**Consigne**
Dans le passage sur l'essai de Pierre Lascoumes, relevez toutes les citations placées entre guillemets français (« »).

**Passage fourni**
----

Ce paradoxe entre sa dénonciation et son acceptation de fait, cet « écart entre de fortes références à la moralité publique et une large tolérance à l’égard du favoritisme et de la recherche d’avantages individuels » sont interrogés par le sociologue Pierre Lascoumes dans un essai éclairant, Une démocratie corruptible. « En matière de probité publique, c’est l’ambiguïté qui prévaut », insiste l’auteur.
Pour étayer sa démonstration, tout en nuances, Lascoumes s’appuie sur des études statistiques permettant de répertorier un ensemble d’attitudes réparties sur une échelle de valeurs, au coeur duquel se démarque une « zone grise » où l’on s’accommode des manquements à la probité publique.

----

Enregistrements du jeu de données
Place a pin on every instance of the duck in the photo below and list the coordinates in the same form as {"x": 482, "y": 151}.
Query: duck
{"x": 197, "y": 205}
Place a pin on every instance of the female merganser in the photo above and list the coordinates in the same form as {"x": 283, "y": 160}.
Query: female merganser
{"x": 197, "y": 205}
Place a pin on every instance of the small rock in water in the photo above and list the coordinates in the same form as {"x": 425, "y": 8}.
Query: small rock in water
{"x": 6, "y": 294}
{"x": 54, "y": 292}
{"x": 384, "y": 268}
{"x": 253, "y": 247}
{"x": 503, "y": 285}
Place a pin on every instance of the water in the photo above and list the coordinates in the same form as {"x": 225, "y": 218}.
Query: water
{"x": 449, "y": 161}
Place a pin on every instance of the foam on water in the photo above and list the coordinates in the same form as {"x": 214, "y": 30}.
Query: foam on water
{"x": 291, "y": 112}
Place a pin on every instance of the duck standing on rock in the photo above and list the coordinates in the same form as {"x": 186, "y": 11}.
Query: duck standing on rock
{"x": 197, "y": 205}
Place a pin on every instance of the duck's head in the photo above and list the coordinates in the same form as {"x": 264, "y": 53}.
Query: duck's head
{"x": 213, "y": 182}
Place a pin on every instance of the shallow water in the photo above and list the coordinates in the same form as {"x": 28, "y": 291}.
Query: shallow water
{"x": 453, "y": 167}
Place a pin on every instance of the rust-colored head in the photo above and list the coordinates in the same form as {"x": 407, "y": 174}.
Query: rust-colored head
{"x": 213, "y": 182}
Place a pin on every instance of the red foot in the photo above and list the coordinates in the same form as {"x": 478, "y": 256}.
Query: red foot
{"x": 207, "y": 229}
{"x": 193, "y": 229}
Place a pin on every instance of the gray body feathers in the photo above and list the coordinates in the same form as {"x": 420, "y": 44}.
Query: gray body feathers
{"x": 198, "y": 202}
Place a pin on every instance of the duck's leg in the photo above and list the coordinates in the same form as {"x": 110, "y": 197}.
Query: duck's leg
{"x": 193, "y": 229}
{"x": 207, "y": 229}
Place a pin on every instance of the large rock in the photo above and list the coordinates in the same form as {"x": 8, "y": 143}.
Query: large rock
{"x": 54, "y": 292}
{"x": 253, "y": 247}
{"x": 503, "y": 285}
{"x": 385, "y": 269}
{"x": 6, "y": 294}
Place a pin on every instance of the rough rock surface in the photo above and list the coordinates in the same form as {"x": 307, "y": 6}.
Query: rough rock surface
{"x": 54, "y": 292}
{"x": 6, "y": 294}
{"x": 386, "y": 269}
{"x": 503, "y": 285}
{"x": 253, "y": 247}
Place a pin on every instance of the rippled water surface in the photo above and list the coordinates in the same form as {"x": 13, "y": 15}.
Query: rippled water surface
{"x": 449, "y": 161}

----

**Corrigé**
- « écart entre de fortes références à la moralité publique et une large tolérance à l’égard du favoritisme et de la recherche d’avantages individuels »
- « En matière de probité publique, c’est l’ambiguïté qui prévaut »
- « zone grise »